▸ **Task material**
------------------------

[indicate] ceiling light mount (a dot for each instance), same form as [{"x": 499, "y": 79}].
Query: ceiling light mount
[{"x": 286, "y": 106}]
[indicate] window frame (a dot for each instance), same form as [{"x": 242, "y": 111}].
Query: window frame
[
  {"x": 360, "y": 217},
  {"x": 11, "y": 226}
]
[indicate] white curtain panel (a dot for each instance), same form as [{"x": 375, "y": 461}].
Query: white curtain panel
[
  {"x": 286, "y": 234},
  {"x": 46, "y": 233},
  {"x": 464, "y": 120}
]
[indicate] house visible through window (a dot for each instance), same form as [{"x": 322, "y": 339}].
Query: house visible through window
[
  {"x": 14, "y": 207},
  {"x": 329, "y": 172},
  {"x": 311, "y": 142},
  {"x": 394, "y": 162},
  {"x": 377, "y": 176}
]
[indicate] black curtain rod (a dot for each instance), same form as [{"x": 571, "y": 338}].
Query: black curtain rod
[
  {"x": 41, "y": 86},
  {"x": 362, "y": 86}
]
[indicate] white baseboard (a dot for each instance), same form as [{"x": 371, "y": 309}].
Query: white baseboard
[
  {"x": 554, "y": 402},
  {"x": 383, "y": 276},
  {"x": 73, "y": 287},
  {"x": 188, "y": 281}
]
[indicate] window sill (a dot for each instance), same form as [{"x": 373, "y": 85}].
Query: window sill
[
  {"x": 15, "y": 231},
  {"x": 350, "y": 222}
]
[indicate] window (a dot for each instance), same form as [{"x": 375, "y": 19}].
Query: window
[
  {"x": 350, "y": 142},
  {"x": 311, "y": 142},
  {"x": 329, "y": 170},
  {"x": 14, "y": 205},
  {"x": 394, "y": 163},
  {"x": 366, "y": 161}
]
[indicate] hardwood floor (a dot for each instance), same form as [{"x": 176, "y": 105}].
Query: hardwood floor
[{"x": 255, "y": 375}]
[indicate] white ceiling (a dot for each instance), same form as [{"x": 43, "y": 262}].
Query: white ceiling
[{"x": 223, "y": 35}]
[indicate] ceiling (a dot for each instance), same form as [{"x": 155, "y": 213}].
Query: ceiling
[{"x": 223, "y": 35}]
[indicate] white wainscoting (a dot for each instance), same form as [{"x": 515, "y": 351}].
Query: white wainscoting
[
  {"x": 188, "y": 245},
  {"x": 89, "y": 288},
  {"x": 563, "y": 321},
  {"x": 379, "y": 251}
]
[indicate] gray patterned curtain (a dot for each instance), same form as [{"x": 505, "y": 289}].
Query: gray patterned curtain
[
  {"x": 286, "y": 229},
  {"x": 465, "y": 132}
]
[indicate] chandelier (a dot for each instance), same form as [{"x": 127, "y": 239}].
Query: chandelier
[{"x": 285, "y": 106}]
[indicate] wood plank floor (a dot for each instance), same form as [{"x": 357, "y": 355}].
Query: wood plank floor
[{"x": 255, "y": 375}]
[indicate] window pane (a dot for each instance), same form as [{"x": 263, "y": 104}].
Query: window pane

------------------------

▸ **What you need to do**
Your job here is to copy the entries above exactly.

▸ **Task solution**
[indicate] ceiling light mount (a dot for each instance), same form as [{"x": 499, "y": 79}].
Query: ceiling light mount
[{"x": 286, "y": 106}]
[indicate] window frame (a dot for each instance), same form as [{"x": 242, "y": 111}].
Query: window frame
[
  {"x": 360, "y": 217},
  {"x": 11, "y": 226}
]
[indicate] white curtain panel (a dot for each instance), same form as [{"x": 375, "y": 461}].
Query: white curtain panel
[
  {"x": 286, "y": 234},
  {"x": 46, "y": 233},
  {"x": 464, "y": 120}
]
[indicate] house visible through window (a dot for each instance), same form as [{"x": 322, "y": 339}].
Query: house visible through window
[
  {"x": 14, "y": 207},
  {"x": 329, "y": 172},
  {"x": 311, "y": 142},
  {"x": 394, "y": 162},
  {"x": 377, "y": 176}
]
[indicate] black curtain rod (a dot for each instance), same form as [{"x": 571, "y": 338}].
Query: black curtain rod
[
  {"x": 41, "y": 86},
  {"x": 362, "y": 86}
]
[indicate] white baseboard (a dot for each instance), same form as [{"x": 371, "y": 309}].
Query: white baseboard
[
  {"x": 554, "y": 402},
  {"x": 383, "y": 276},
  {"x": 73, "y": 287},
  {"x": 188, "y": 281}
]
[indicate] window sill (a dot for each instance), same form as [{"x": 373, "y": 85}].
Query: window sill
[
  {"x": 15, "y": 231},
  {"x": 350, "y": 222}
]
[indicate] window (a dot for each instance), same form as [{"x": 375, "y": 19}].
Query: window
[
  {"x": 350, "y": 142},
  {"x": 311, "y": 142},
  {"x": 329, "y": 170},
  {"x": 14, "y": 205},
  {"x": 394, "y": 163},
  {"x": 366, "y": 161}
]
[indicate] hardwood floor (a dot for each instance), same form as [{"x": 176, "y": 105}].
Query: hardwood floor
[{"x": 255, "y": 375}]
[indicate] white ceiling (a dot for each instance), same form as [{"x": 43, "y": 262}].
Query: white ceiling
[{"x": 223, "y": 35}]
[indicate] ceiling (a dot for each instance), same form as [{"x": 155, "y": 213}].
Query: ceiling
[{"x": 223, "y": 35}]
[indicate] white wainscoting (a dot for each instance), same form as [{"x": 515, "y": 351}].
Query: white wainscoting
[
  {"x": 188, "y": 245},
  {"x": 89, "y": 288},
  {"x": 563, "y": 321},
  {"x": 379, "y": 251}
]
[indicate] gray patterned curtain (a dot for each instance), same form as [{"x": 505, "y": 289}].
Query: gray patterned curtain
[
  {"x": 286, "y": 229},
  {"x": 465, "y": 132}
]
[indicate] chandelier (a dot for each instance), same form as [{"x": 127, "y": 239}].
Query: chandelier
[{"x": 285, "y": 106}]
[indicate] wood plank floor (a dot for each instance), same form as [{"x": 357, "y": 355}].
Query: wood plank floor
[{"x": 255, "y": 375}]
[indicate] window pane (a dot for each instance), same form as [{"x": 263, "y": 104}].
Query: window pane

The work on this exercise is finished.